*TASK OBJECTIVE*
Copy the data below in full, swapping every "positive clicks" for "foreground clicks" and changing nothing else.

--- DATA SHOWN Enclosed Below ---

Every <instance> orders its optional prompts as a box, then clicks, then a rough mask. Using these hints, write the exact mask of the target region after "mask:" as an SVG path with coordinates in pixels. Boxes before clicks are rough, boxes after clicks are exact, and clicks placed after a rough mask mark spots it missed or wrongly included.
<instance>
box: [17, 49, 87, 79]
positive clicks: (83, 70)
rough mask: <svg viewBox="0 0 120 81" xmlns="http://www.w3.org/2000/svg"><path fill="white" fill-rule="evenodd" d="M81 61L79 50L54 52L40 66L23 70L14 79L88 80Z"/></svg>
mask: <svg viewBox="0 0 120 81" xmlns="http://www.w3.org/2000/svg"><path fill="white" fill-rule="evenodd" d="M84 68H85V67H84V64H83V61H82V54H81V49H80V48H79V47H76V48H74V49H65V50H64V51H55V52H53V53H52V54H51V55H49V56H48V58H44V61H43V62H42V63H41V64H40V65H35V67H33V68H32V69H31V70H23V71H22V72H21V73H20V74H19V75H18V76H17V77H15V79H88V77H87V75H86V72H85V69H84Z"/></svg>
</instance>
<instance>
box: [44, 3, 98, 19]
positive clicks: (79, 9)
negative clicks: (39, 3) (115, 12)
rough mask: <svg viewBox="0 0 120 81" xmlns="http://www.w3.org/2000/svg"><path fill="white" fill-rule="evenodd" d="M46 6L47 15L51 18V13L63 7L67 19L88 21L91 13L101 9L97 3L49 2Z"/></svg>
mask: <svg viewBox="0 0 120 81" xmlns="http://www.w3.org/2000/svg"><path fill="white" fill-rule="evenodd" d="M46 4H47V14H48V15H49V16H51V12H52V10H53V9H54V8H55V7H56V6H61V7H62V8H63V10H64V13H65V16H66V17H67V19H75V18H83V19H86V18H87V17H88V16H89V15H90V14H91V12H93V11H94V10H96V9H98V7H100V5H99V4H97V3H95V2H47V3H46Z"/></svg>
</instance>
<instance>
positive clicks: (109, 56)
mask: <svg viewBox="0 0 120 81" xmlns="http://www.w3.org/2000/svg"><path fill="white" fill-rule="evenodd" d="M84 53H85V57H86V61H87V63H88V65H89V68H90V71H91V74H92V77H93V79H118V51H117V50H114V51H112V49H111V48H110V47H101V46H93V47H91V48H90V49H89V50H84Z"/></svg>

--- End of Enclosed DATA SHOWN ---

*OUTPUT OF THE EXERCISE*
Every <instance> orders its optional prompts as a box, then clicks, then a rough mask. Using these hints, write the exact mask of the target region after "mask:" as an SVG path with coordinates in pixels. Boxes before clicks are rough, boxes after clicks are exact, and clicks placed after a rough mask mark spots it missed or wrongly included.
<instance>
box: [17, 49, 87, 79]
foreground clicks: (83, 70)
rough mask: <svg viewBox="0 0 120 81" xmlns="http://www.w3.org/2000/svg"><path fill="white" fill-rule="evenodd" d="M81 61L79 50L54 52L40 66L23 70L14 79L88 80Z"/></svg>
mask: <svg viewBox="0 0 120 81" xmlns="http://www.w3.org/2000/svg"><path fill="white" fill-rule="evenodd" d="M84 68H85V67H84V64H83V61H82V54H81V49H80V48H79V47H76V48H74V49H65V50H64V51H55V52H53V53H52V54H51V55H49V56H48V58H44V61H43V62H42V63H41V64H40V65H35V67H33V68H32V69H31V70H23V71H22V72H21V73H20V74H19V75H18V76H17V77H15V79H88V77H87V75H86V72H85V69H84Z"/></svg>
</instance>
<instance>
box: [44, 3, 98, 19]
foreground clicks: (79, 9)
negative clicks: (39, 3) (115, 12)
rough mask: <svg viewBox="0 0 120 81" xmlns="http://www.w3.org/2000/svg"><path fill="white" fill-rule="evenodd" d="M46 6L47 15L51 18V13L63 7L67 19L88 21L91 13L101 9L97 3L49 2Z"/></svg>
mask: <svg viewBox="0 0 120 81" xmlns="http://www.w3.org/2000/svg"><path fill="white" fill-rule="evenodd" d="M46 4H47V14H48V15H49V16H51V12H52V10H53V9H54V8H55V7H56V6H61V7H62V8H63V10H64V13H65V16H66V17H67V19H75V18H83V19H86V18H87V17H88V16H89V15H90V14H91V12H93V11H94V10H96V9H98V7H100V5H99V4H97V3H95V2H47V3H46Z"/></svg>
</instance>
<instance>
foreground clicks: (109, 56)
mask: <svg viewBox="0 0 120 81" xmlns="http://www.w3.org/2000/svg"><path fill="white" fill-rule="evenodd" d="M84 53H85V57H86V61H87V63H88V65H89V68H90V71H91V74H92V77H93V79H118V51H117V50H114V51H112V49H111V48H110V47H101V46H93V47H91V48H90V49H89V50H84Z"/></svg>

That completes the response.